Reproduce the items below verbatim, from the very first line through the line containing "(528, 1099)", including that line.

++++ MATERIAL

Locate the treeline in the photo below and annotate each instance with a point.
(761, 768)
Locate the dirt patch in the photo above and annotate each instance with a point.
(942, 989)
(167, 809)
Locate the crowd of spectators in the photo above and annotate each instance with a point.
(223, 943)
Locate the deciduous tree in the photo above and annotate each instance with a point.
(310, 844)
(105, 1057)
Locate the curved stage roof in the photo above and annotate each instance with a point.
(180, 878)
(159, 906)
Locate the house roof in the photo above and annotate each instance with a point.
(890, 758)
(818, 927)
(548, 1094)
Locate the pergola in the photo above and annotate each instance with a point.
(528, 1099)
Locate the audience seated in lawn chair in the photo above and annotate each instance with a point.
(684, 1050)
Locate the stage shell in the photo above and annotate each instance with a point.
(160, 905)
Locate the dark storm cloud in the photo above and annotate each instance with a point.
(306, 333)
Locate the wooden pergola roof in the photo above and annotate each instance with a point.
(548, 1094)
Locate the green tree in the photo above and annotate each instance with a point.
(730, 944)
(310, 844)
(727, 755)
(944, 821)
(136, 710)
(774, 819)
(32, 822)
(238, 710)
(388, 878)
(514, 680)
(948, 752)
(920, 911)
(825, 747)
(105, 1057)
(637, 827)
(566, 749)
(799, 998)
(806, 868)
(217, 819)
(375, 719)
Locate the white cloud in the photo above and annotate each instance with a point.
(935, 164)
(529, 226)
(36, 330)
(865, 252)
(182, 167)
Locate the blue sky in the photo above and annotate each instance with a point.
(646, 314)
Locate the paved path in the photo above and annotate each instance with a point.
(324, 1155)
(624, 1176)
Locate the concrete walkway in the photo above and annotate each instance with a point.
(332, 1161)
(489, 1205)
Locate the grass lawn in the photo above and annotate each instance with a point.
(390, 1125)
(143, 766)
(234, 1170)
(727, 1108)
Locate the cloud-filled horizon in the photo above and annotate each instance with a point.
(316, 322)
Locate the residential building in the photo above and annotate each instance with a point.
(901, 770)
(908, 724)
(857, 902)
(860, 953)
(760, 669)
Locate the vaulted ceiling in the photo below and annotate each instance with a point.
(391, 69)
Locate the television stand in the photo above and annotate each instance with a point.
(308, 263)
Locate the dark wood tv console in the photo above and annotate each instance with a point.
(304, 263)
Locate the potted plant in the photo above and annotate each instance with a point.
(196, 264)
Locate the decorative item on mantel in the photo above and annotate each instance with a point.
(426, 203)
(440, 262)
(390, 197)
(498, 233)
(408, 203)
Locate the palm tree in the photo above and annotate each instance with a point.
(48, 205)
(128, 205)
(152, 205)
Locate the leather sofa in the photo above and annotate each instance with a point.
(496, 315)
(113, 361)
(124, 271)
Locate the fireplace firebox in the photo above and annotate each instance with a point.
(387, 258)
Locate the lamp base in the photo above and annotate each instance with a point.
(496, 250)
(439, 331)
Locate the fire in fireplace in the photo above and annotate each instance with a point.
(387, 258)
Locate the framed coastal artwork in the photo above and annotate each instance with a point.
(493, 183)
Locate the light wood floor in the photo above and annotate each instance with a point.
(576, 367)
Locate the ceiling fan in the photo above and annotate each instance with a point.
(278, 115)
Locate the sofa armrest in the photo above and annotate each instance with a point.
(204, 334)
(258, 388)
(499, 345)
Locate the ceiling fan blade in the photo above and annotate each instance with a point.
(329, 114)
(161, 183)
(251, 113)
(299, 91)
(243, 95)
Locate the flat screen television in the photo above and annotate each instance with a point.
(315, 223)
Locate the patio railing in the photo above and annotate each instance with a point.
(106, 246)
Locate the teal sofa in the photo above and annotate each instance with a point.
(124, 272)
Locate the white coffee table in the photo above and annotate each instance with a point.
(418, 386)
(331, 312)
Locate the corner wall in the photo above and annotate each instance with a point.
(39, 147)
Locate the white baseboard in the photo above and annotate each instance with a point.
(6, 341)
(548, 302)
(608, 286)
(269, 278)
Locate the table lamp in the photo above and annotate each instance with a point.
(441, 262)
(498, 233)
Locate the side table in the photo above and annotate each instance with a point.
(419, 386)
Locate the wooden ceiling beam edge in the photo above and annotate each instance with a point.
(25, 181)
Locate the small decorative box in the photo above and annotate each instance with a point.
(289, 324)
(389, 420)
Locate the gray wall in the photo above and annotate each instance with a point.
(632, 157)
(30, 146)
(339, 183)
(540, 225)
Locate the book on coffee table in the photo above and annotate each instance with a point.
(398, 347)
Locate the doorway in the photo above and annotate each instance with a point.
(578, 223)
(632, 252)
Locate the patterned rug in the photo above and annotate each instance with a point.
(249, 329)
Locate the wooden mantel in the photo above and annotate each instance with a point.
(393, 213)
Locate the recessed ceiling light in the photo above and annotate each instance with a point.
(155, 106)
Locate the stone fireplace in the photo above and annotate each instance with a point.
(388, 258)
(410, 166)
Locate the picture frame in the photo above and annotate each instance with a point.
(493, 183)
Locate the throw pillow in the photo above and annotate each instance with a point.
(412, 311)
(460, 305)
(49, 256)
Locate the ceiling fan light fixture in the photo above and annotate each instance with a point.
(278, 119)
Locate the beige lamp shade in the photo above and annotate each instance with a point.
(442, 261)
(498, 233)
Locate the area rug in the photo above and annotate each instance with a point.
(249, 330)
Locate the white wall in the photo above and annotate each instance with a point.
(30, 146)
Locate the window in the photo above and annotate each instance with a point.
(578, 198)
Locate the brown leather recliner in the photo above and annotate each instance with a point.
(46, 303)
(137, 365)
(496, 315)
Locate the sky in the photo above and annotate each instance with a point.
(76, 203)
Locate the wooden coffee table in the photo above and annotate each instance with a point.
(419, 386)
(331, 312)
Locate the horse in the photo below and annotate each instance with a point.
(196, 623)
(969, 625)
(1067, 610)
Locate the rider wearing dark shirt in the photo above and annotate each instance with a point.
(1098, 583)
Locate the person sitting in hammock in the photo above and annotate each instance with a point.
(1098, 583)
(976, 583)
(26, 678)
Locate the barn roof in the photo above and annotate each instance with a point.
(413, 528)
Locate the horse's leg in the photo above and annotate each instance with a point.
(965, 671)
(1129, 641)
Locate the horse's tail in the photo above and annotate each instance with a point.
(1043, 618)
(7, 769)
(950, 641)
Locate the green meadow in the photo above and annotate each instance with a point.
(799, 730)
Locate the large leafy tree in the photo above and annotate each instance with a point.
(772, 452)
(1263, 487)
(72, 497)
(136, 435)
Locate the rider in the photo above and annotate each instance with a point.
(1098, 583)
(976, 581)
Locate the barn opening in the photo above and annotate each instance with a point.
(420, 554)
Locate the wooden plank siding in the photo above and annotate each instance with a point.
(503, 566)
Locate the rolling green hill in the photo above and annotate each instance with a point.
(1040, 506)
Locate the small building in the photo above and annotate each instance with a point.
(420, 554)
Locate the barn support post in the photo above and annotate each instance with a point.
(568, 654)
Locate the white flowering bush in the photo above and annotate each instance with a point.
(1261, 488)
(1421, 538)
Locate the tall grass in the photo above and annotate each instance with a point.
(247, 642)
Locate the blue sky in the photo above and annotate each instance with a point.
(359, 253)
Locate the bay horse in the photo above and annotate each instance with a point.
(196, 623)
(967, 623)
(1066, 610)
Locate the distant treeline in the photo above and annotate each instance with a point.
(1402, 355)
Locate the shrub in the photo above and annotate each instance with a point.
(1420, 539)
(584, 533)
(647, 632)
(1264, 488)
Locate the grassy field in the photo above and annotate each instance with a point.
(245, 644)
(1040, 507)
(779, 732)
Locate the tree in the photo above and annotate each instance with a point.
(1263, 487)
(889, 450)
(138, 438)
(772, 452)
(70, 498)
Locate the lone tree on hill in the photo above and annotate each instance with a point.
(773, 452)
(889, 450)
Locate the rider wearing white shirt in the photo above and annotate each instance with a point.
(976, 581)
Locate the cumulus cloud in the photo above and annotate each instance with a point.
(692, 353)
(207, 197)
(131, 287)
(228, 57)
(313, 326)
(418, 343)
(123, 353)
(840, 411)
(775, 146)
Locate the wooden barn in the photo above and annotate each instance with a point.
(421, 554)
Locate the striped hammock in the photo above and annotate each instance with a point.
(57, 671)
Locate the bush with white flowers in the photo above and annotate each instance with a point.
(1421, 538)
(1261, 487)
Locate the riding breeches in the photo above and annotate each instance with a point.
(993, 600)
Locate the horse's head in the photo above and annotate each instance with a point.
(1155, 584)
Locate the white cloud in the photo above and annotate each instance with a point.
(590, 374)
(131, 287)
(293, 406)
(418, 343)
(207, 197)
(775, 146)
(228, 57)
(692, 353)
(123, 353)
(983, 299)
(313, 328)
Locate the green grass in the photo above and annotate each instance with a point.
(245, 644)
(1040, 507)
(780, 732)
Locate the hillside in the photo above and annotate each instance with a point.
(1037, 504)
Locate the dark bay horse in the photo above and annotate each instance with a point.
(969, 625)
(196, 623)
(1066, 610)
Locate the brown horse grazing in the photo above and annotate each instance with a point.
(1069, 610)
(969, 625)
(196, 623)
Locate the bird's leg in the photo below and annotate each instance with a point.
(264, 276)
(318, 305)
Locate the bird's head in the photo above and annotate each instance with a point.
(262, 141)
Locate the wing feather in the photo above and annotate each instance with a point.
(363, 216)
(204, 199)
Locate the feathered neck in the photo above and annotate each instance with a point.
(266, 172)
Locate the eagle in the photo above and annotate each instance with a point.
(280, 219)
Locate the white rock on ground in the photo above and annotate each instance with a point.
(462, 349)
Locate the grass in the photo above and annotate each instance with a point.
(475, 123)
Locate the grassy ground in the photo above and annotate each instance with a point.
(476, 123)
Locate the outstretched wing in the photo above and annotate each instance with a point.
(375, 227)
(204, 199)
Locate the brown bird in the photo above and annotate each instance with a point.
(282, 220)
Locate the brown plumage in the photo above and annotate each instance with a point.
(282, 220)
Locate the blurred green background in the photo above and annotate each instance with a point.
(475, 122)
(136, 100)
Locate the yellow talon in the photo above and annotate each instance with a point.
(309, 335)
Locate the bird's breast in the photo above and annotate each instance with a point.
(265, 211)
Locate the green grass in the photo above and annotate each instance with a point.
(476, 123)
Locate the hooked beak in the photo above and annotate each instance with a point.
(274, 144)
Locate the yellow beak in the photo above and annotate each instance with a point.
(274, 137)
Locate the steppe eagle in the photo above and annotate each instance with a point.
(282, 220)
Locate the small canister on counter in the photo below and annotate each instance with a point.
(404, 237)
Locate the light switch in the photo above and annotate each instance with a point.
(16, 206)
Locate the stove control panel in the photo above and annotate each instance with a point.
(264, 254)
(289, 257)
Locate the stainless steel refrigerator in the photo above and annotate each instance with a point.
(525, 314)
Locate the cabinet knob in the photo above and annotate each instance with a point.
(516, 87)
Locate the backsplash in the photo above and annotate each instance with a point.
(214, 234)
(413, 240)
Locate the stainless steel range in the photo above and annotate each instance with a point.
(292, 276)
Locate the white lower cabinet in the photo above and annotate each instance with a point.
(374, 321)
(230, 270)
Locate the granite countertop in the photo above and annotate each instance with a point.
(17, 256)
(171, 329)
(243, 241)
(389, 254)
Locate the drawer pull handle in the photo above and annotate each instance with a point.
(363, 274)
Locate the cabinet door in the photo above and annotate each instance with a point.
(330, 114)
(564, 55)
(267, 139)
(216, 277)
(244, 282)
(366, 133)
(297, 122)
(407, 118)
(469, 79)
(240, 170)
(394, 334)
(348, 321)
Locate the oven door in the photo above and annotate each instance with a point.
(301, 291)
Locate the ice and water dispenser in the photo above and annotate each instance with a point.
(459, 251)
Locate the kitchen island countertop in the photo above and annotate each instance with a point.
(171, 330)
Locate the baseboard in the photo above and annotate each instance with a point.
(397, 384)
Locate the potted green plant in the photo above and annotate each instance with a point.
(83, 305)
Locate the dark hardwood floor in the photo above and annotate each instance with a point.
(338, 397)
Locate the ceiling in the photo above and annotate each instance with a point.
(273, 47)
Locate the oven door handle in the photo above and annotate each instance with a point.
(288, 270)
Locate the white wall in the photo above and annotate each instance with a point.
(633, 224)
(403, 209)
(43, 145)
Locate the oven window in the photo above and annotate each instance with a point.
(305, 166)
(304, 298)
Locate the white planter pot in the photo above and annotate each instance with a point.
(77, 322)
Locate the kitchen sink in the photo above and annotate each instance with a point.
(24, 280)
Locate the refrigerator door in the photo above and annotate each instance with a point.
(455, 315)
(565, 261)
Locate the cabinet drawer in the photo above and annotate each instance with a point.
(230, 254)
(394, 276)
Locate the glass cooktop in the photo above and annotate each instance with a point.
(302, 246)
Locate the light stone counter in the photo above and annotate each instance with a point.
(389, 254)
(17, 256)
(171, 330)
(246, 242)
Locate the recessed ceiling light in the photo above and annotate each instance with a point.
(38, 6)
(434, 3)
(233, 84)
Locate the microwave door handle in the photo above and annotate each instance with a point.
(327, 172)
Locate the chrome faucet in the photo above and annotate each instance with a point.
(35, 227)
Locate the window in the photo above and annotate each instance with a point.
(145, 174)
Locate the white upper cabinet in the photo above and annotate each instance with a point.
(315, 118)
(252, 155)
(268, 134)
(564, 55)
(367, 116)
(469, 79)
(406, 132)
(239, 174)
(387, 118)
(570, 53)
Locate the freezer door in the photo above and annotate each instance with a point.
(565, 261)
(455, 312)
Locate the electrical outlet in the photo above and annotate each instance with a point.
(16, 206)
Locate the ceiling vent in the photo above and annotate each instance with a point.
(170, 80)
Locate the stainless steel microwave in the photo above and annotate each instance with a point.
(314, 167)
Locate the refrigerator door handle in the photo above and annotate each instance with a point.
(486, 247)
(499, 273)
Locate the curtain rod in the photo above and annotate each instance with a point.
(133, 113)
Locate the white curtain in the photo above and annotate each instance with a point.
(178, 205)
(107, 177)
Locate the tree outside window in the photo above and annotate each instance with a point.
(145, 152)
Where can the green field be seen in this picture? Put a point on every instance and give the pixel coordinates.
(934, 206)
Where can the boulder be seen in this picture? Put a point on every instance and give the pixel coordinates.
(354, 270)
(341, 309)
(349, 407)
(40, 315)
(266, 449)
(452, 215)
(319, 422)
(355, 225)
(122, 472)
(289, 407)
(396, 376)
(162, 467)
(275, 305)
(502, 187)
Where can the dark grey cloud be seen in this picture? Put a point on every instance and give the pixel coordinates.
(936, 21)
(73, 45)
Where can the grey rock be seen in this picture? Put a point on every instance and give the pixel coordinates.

++++++++

THE COMPLETED TASK —
Locate the treeline in the photo below and annotate each instance with a point.
(761, 768)
Locate the dirt patch in the photo above and annotate each instance with a point.
(942, 989)
(167, 809)
Locate the crowd of spectators in the photo above and annotate each instance with a point.
(223, 943)
Locate the deciduous tree in the photo above and annotate each instance with a point.
(310, 844)
(105, 1057)
Locate the curved stage roof in the photo above and annotate each instance with a point.
(180, 878)
(159, 906)
Locate the house roof in the photo above and annotate each instance with a point.
(890, 758)
(818, 927)
(548, 1094)
Locate the pergola in the photo above and annotate each instance with a point.
(528, 1099)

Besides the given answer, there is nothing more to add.